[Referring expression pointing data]
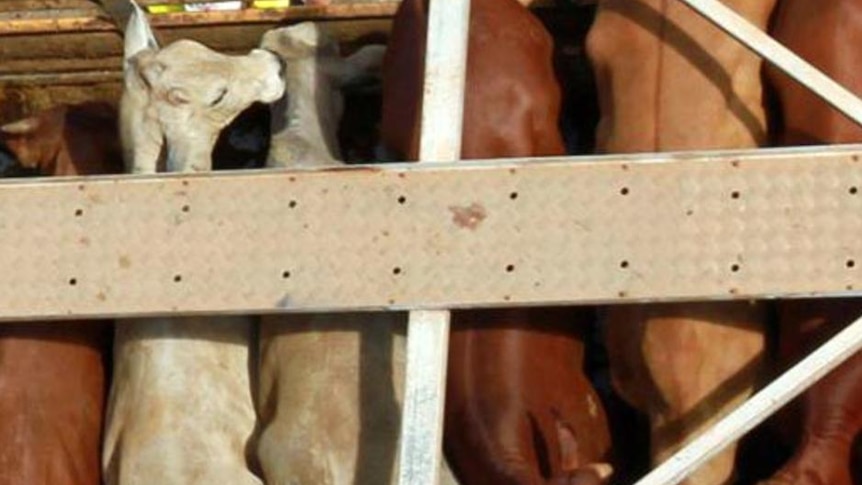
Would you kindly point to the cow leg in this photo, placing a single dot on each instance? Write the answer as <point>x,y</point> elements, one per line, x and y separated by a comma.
<point>519,409</point>
<point>180,410</point>
<point>832,416</point>
<point>686,366</point>
<point>329,398</point>
<point>52,393</point>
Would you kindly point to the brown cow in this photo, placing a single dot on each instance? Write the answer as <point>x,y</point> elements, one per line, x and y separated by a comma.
<point>519,408</point>
<point>832,409</point>
<point>52,375</point>
<point>669,80</point>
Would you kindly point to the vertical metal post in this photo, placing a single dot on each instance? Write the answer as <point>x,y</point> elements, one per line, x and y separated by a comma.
<point>428,331</point>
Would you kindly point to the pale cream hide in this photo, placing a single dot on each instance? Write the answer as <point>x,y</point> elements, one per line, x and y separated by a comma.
<point>305,120</point>
<point>180,409</point>
<point>331,385</point>
<point>177,99</point>
<point>670,80</point>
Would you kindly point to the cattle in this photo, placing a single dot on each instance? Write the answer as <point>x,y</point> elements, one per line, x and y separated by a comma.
<point>831,411</point>
<point>518,407</point>
<point>53,375</point>
<point>181,408</point>
<point>330,384</point>
<point>667,79</point>
<point>305,121</point>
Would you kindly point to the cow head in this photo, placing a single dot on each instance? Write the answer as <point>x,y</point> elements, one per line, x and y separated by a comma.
<point>24,149</point>
<point>305,121</point>
<point>64,140</point>
<point>177,99</point>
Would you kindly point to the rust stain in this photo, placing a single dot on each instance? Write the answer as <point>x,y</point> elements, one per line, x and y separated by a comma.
<point>350,169</point>
<point>469,217</point>
<point>125,262</point>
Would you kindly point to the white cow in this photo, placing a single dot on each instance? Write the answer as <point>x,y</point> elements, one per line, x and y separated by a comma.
<point>331,385</point>
<point>180,409</point>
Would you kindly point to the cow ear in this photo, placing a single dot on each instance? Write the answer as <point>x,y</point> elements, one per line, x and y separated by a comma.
<point>143,70</point>
<point>21,127</point>
<point>295,42</point>
<point>138,35</point>
<point>362,66</point>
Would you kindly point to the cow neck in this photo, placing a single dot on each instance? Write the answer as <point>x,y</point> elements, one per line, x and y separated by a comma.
<point>310,110</point>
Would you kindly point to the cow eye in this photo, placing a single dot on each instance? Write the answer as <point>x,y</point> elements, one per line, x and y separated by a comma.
<point>220,97</point>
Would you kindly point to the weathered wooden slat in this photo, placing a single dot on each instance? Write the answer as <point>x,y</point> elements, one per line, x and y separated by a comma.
<point>98,21</point>
<point>663,227</point>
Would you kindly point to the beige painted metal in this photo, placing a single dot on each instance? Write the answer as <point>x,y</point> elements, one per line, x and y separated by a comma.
<point>796,67</point>
<point>660,227</point>
<point>762,405</point>
<point>421,442</point>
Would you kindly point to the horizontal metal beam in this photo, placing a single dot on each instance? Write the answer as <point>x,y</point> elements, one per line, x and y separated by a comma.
<point>601,229</point>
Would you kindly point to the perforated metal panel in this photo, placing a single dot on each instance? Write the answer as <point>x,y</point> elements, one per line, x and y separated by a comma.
<point>692,226</point>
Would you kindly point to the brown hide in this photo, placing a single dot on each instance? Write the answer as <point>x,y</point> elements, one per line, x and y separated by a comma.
<point>519,409</point>
<point>52,375</point>
<point>669,80</point>
<point>821,32</point>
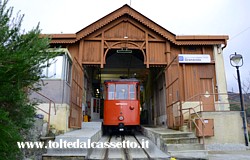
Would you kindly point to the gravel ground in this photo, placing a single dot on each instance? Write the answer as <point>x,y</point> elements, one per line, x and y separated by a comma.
<point>229,155</point>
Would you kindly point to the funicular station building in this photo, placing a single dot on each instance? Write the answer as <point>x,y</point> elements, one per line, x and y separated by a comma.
<point>182,78</point>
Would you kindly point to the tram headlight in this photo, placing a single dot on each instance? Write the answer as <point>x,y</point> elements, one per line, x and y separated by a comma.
<point>121,118</point>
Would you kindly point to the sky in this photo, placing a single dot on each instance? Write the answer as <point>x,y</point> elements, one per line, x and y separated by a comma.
<point>181,17</point>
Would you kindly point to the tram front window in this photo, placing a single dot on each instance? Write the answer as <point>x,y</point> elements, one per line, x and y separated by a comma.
<point>121,91</point>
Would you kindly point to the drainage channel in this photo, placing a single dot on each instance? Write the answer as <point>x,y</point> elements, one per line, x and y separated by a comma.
<point>131,147</point>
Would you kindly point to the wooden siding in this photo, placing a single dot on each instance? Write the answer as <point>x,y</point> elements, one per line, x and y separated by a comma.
<point>92,52</point>
<point>156,53</point>
<point>75,117</point>
<point>125,29</point>
<point>192,73</point>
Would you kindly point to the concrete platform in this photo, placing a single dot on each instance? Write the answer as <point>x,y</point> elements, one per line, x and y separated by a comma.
<point>181,145</point>
<point>90,132</point>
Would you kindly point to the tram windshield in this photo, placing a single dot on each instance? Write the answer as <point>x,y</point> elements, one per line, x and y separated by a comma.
<point>121,92</point>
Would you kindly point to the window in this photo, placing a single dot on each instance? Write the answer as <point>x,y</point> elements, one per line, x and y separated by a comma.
<point>54,68</point>
<point>111,91</point>
<point>121,91</point>
<point>132,91</point>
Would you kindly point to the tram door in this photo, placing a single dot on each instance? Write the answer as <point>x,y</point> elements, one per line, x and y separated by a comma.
<point>207,96</point>
<point>95,109</point>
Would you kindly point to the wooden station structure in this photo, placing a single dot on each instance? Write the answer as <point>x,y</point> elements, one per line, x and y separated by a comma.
<point>153,47</point>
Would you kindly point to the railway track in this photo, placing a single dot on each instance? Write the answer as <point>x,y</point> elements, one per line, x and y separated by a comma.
<point>127,147</point>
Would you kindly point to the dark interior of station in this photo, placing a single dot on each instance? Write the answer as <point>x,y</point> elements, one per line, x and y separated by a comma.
<point>124,64</point>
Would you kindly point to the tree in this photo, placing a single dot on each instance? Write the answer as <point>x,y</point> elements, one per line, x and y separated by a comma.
<point>21,57</point>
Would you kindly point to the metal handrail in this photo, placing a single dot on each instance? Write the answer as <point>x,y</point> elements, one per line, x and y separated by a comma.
<point>201,131</point>
<point>50,101</point>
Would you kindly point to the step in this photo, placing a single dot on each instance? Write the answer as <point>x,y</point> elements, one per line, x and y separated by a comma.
<point>153,151</point>
<point>178,134</point>
<point>189,154</point>
<point>181,140</point>
<point>99,153</point>
<point>81,136</point>
<point>94,125</point>
<point>183,147</point>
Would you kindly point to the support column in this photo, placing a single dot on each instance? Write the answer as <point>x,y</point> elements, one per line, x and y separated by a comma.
<point>102,50</point>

→ **EXERCISE GOAL**
Repeat the records word for word. Any picture in them should be left out.

→ **WRITTEN RESPONSE**
Would you kindly point to the cow leg in this photo, placing a single dot on each instance? Write the answer as <point>x,y</point> elements, one per line, x and y separated by a comma.
<point>519,409</point>
<point>180,410</point>
<point>832,416</point>
<point>686,366</point>
<point>329,398</point>
<point>52,393</point>
Would you kindly point to the brown cow in this photo, placing a single dot on each instance? Write the answer as <point>x,y</point> elements, one per line, x and y separated by a comma.
<point>519,408</point>
<point>832,409</point>
<point>52,375</point>
<point>669,80</point>
Would you kindly point to the vertical metal post in this photo, placing a single dot on each instance? Write the answer as <point>x,y</point> elements, one per line, x and y separated by a comma.
<point>428,331</point>
Would you kindly point to the pale cream hide in this photo, placing a single dot on each instance? Write the answer as <point>x,y</point> elements, one per line, x and y separated by a comma.
<point>305,120</point>
<point>180,409</point>
<point>331,385</point>
<point>177,99</point>
<point>670,80</point>
Would you kindly point to the cattle in this photo, placing a single dot on each instance? Write the answer as <point>x,y</point> elements, one per line, x and y separated by a comma.
<point>831,411</point>
<point>518,407</point>
<point>53,375</point>
<point>181,408</point>
<point>330,384</point>
<point>667,79</point>
<point>305,121</point>
Would you kindly point to the cow head in this photo, placing a single dot on each instance? Write the answer as <point>x,y</point> elements, one per line, x and y separated by a comma.
<point>24,149</point>
<point>305,121</point>
<point>64,140</point>
<point>177,99</point>
Would you kindly point to the rust stain in this photo, placing a single dot on each instance? Write the answer as <point>x,y</point> elements, one per line, x and y separated by a comma.
<point>350,169</point>
<point>469,217</point>
<point>125,262</point>
Would you kindly point to the white cow in this photo, placing a single dot on each instance? Write the answer as <point>x,y</point> elements, one per line, x and y separated by a comma.
<point>331,385</point>
<point>180,409</point>
Would you kindly point to the cow ear in this photo, placing a single dot on each instance? Write the answer as <point>x,y</point> elements, one per line, x and y separated by a comma.
<point>143,70</point>
<point>21,127</point>
<point>295,42</point>
<point>138,35</point>
<point>362,66</point>
Would you kindly point to the cow neck in this photo, placing a single dot on each instance? Write the answer as <point>x,y</point> elements, one per line, x and y separated by a comma.
<point>310,110</point>
Would you kindly point to the cow eye in this photo, placing a single dot on each instance? Write the answer as <point>x,y</point> elements, one per line, x and y separated by a comma.
<point>220,97</point>
Would you kindly point to the weathered wooden slat in this photo, placing a single dot on each instance? Write the answer as <point>x,y</point> elements, one per line, x and y separated by a comma.
<point>98,21</point>
<point>663,227</point>
Would you kindly point to the beige painted metal in this photo, placing a single dot on each instance? Write the answer as <point>x,y</point> elements, one per line, x and y separated by a comma.
<point>796,67</point>
<point>660,227</point>
<point>762,405</point>
<point>421,442</point>
Would you kindly point to the horizontal metal beam in this photo, placing a single dot on each instance? Write the answer as <point>x,y</point> elements, one per line, x and y separated by a comma.
<point>601,229</point>
Would you kindly point to the perforated metal panel in this photo, placing a single dot on each instance? Write the answer as <point>x,y</point> elements, one per line, x and y separated by a comma.
<point>692,226</point>
Would you kindly point to the brown hide in this photo, placing a single dot on each instance? Write the answer as <point>x,y</point> elements, one per line, x and y separated by a comma.
<point>519,409</point>
<point>52,375</point>
<point>669,80</point>
<point>821,32</point>
Would you kindly point to the gravel ground in this photo, placing a single dot on each instance? Write the answer as <point>x,y</point> elements, one per line, x and y separated by a comma.
<point>229,155</point>
Would you kindly point to the funicular station building in this photo, placing a single dot on each instance? Write the answer as <point>x,y</point> elements, one per line, x and y separated by a comma.
<point>182,78</point>
Would you kindly point to the tram headlight in this photo, placing a single dot on each instance? Write the answer as <point>x,y</point> elements, one per line, x and y separated by a comma.
<point>121,118</point>
Would you kindly point to the sky in this photo, placing a single dot on each instance? Write the answer as <point>x,y</point> elements, one per line, x and y separated by a comma.
<point>181,17</point>
Would you kindly point to the tram front window in this photo, placing a single dot on each instance? Write the answer as <point>x,y</point> elements, one per line, x and y separated by a comma.
<point>121,91</point>
Would you kindly point to the drainage channel in this photo, placing a single dot on each instance? Write the answer as <point>x,y</point> elements, one per line, x and y separated by a comma.
<point>131,147</point>
Would you kindly point to the wooden siding in this photo, placing a single dot on each instance? Write the answer as <point>x,y</point> elements, one per line, x and y separated by a comma.
<point>92,52</point>
<point>156,53</point>
<point>75,117</point>
<point>125,29</point>
<point>192,73</point>
Would you kindly point to the concrete platform in this photo, placing a single dot on each instance? Write the answer as <point>x,y</point> elements, one per line, x and y separated by a comma.
<point>181,145</point>
<point>90,132</point>
Would you kindly point to the tram windshield in this photo, placing a single dot on each instance? Write the answer as <point>x,y</point> elements, one per line, x and y separated by a comma.
<point>121,92</point>
Would you kindly point to the window in this photo, placing a single dot on each instance? Write the answer as <point>x,y</point> elements, one per line, x and y separated by a comma.
<point>54,68</point>
<point>111,91</point>
<point>121,91</point>
<point>132,91</point>
Would you kindly point to the tram door in this photo, placing a single dot on each instance? Write the answer as <point>x,y</point> elements, one per line, x and y separated by a comma.
<point>207,96</point>
<point>95,109</point>
Would you kindly point to the wooden station structure in this photo, placing a single dot on each instance? Write the answer as <point>x,y</point> elements, one per line, x and y separated by a comma.
<point>153,47</point>
Would you kindly point to the railway track in this photo, placing a single dot on each instance? Write the answer as <point>x,y</point> elements, one per line, x and y separated by a comma.
<point>127,147</point>
Would you kindly point to the dark interior of station in this photo, placing a single dot on each instance? Write the answer as <point>x,y</point> elements, one per line, x and y separated by a comma.
<point>124,64</point>
Would you kindly point to the tree in this photo, placing a single dot on each instance? Write the answer as <point>x,y</point> elements, one per line, x and y separated by a comma.
<point>21,57</point>
Would you kindly point to the metal handrail in this photo, placing a single dot on each instance? Write the answer as <point>x,y</point> elements, one per line, x and y separated by a comma.
<point>201,131</point>
<point>50,101</point>
Would you kindly point to the step in this photo, placing a single dot on each instance? Write the answer as <point>x,y</point> elements, one per line, x and y separated by a comma.
<point>153,151</point>
<point>178,134</point>
<point>189,154</point>
<point>181,140</point>
<point>99,153</point>
<point>81,136</point>
<point>94,125</point>
<point>183,147</point>
Would you kindly point to the support column in this photo, placing a single dot on each instance? Write the answer as <point>x,y</point> elements, one per line, x and y separated by a comma.
<point>102,50</point>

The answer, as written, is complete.